Problem description:
Please output every record below exactly as written, leaving out any pictures.

(Items listed in a dataset)

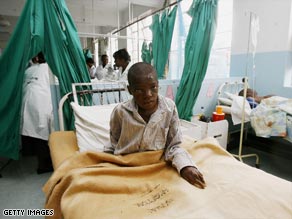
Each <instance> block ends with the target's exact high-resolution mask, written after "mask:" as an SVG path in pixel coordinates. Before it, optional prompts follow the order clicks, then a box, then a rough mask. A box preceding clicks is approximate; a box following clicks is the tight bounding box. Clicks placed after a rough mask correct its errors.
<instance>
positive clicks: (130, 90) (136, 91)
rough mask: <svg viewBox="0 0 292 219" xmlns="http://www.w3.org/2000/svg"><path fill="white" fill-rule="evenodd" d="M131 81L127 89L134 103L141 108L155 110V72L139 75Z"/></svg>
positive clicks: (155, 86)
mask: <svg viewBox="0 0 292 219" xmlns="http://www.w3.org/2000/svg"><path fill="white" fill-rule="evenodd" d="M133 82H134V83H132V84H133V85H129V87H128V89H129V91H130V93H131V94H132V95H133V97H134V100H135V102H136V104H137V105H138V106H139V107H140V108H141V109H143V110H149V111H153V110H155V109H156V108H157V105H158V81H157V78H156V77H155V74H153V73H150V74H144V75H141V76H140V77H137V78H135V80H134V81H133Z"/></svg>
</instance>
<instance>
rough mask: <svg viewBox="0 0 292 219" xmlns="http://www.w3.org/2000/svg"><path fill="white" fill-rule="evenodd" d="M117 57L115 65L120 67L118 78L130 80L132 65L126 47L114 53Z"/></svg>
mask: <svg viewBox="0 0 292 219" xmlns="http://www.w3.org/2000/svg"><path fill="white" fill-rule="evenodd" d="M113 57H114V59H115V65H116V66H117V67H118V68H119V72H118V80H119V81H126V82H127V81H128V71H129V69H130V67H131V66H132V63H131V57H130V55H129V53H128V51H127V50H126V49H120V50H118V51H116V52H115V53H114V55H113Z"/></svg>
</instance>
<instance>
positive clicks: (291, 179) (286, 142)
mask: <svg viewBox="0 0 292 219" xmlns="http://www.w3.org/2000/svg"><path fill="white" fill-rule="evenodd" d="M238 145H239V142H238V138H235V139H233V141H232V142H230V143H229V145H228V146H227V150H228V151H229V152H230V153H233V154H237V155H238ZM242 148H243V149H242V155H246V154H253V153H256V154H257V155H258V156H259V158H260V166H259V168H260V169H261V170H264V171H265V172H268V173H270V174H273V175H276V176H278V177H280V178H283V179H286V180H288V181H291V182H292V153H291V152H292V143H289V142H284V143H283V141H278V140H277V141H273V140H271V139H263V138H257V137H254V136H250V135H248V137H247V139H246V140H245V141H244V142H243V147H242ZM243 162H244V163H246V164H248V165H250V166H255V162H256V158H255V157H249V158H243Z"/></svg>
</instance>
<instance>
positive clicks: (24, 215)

Your response:
Each <instance> block ends with the target's exact high-resolution mask, written after "mask:" as an SVG path in pixel coordinates. Before it, optional prompts follow the order clicks, then a box, then a rough mask. A box preceding clicks is approximate; a box following clicks is the tight bounding box. Clicks placed after a rough mask correct its errors.
<instance>
positive clicks: (130, 90) (136, 91)
rough mask: <svg viewBox="0 0 292 219" xmlns="http://www.w3.org/2000/svg"><path fill="white" fill-rule="evenodd" d="M131 81L127 89L134 103L141 108L155 110V72L139 75Z"/></svg>
positive clicks: (155, 86)
mask: <svg viewBox="0 0 292 219" xmlns="http://www.w3.org/2000/svg"><path fill="white" fill-rule="evenodd" d="M133 82H134V83H132V84H133V85H129V87H128V89H129V91H130V93H131V94H132V95H133V97H134V100H135V102H136V104H137V105H138V106H139V107H140V108H141V109H143V110H149V111H153V110H155V109H156V108H157V105H158V81H157V78H156V77H155V74H153V73H150V74H144V75H141V76H140V77H137V78H135V80H134V81H133Z"/></svg>
</instance>
<instance>
rough mask: <svg viewBox="0 0 292 219" xmlns="http://www.w3.org/2000/svg"><path fill="white" fill-rule="evenodd" d="M117 57L115 65L120 67L118 78L130 80L132 65L126 47L114 53Z"/></svg>
mask: <svg viewBox="0 0 292 219" xmlns="http://www.w3.org/2000/svg"><path fill="white" fill-rule="evenodd" d="M113 57H114V59H115V65H116V66H117V67H118V68H119V72H118V80H119V81H126V82H127V81H128V71H129V69H130V67H131V66H132V63H131V57H130V55H129V53H128V51H127V50H126V49H120V50H118V51H116V52H115V53H114V55H113Z"/></svg>
</instance>
<instance>
positive clicks: (291, 179) (286, 142)
mask: <svg viewBox="0 0 292 219" xmlns="http://www.w3.org/2000/svg"><path fill="white" fill-rule="evenodd" d="M238 145H239V142H238V138H235V139H233V141H232V142H230V143H229V145H228V146H227V150H228V151H229V152H230V153H233V154H237V155H238ZM242 148H243V149H242V155H246V154H253V153H256V154H257V155H258V156H259V158H260V166H259V168H260V169H261V170H264V171H265V172H268V173H270V174H273V175H276V176H278V177H280V178H283V179H286V180H288V181H291V182H292V153H291V152H292V143H289V142H284V143H283V141H278V140H277V141H273V140H271V139H263V138H257V137H254V136H250V135H248V137H247V139H246V140H245V141H244V142H243V147H242ZM243 162H244V163H246V164H248V165H250V166H255V162H256V158H255V157H249V158H243Z"/></svg>
</instance>
<instance>
positive clicks: (24, 215)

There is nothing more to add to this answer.